EXERCISE DIRECTIONS – Print every line of the listing exactly, please.

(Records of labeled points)
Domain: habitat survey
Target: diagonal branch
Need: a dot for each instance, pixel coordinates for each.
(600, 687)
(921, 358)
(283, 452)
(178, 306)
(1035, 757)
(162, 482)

RESULT OF THE EXERCISE –
Domain: habitat survey
Target: diagonal branch
Need: a dot for each instance, pixel coordinates for each.
(600, 687)
(921, 358)
(283, 452)
(178, 306)
(1035, 757)
(162, 482)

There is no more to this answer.